■ DOCUMENT TEXT ■

You don’t have to be a medical professional or a career politician to know that change is underfoot in the world of health care. The Patient Protection and Affordable Care Act (ACA), or Obamacare, which was enacted as law in March 2010, is the largest reform to the American health-care system since the establishment of Medicare in 1965—and it has been steeped in controversy since its inception.
Regardless of your political stripe or how you feel about the ACA, the fact is that existing models for the delivery of health care are already in the process of changing, and key players in the health-care design and construction market would do well to take note of the shifts this sweeping legislation has initiated. In many ways, the success of health-care reform hinges on the built environment even though the ACA was not designed with medical facilities specifically in mind.

■ EXERCISE TASKS ■
1. In the piece on health-care reform, when was the Affordable Care Act enacted as law?
2. Shorten the paragraph beginning "Regardless of your political stripe" in the piece on health-care reform, keeping its main facts.
3. Continue the piece on health-care reform from its last sentence.

■ EXTRACTED INFORMATION ■
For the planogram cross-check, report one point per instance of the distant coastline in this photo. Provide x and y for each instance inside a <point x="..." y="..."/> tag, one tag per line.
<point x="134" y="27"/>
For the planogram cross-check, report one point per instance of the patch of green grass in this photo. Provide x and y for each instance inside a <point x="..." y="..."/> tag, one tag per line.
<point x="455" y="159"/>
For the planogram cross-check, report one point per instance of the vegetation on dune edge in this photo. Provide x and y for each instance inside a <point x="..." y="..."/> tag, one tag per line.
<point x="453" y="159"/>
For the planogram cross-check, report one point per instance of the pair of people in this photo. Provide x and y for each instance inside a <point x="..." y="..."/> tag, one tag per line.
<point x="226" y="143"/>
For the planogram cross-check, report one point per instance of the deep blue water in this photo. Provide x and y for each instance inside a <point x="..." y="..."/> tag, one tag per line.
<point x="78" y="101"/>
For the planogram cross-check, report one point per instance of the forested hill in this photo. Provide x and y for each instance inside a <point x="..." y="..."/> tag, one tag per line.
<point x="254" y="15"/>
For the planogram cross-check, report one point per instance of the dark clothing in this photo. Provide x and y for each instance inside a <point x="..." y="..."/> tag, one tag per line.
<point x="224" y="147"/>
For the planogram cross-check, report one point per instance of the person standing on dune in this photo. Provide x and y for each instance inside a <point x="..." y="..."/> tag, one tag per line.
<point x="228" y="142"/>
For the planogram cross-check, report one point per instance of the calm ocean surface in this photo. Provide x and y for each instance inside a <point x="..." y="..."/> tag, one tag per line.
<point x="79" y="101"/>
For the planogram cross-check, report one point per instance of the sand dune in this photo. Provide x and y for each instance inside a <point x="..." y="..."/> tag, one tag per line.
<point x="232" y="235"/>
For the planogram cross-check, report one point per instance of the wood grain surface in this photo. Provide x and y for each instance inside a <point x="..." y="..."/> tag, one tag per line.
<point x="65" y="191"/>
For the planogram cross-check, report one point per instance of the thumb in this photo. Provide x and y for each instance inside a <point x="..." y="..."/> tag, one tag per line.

■ TASK-BY-TASK OUTPUTS ■
1. March 2010

2. Whatever one thinks of the ACA, health-care delivery models are already changing, and key players in health-care design and construction should notice the shifts the law has started. Much of the reform's success depends on the built environment, even though the ACA wasn't written with medical facilities in mind.

3.
As noted in a report from the American Institute of Architects’ Academy of Architecture for Health, architectural recommendations and design decisions have a lasting influence (typically decades) on health-care facilities and on those who utilize them, unlike much of the healthcare regulatory and policy environment, which can be quite transitory. Further, the authors of the report, “Healthcare Architecture and the Affordable Care Act”, point out incentives within the ACA will reward health-care providers that improve quality and patient satisfaction—outcomes that have been directly linked to the design of buildings, putting design and construction professionals in a position of exceptional leverage in the market.
From an increase in the number of renovations and types of health-care facilities being constructed to new models of care, the health-care market landscape is being permanently altered as a result of the ACA. Here’s what to keep in mind in the near and more distant future:
Dollars and Sense
Given the fact that the U.S. spends 18 percent of its GDP annually on health care, it’s not surprising that reducing costs would be a priority for national leaders. Ultimately, this goal resulted in the passage of the ACA, according to the AIA report. However, as Charles H. Griffin, AIA, FACHA, EDAC, senior principal at WHR Architects, Houston, and co-author of the report, points out, the ACA “is really an outlook. It is trying to bend the cost curve, yet there is really not a lot in there specifically about cost. It is really about improving quality outcomes—coming up with different measurements that are tied to performance that are then tied to a reimbursement structure.”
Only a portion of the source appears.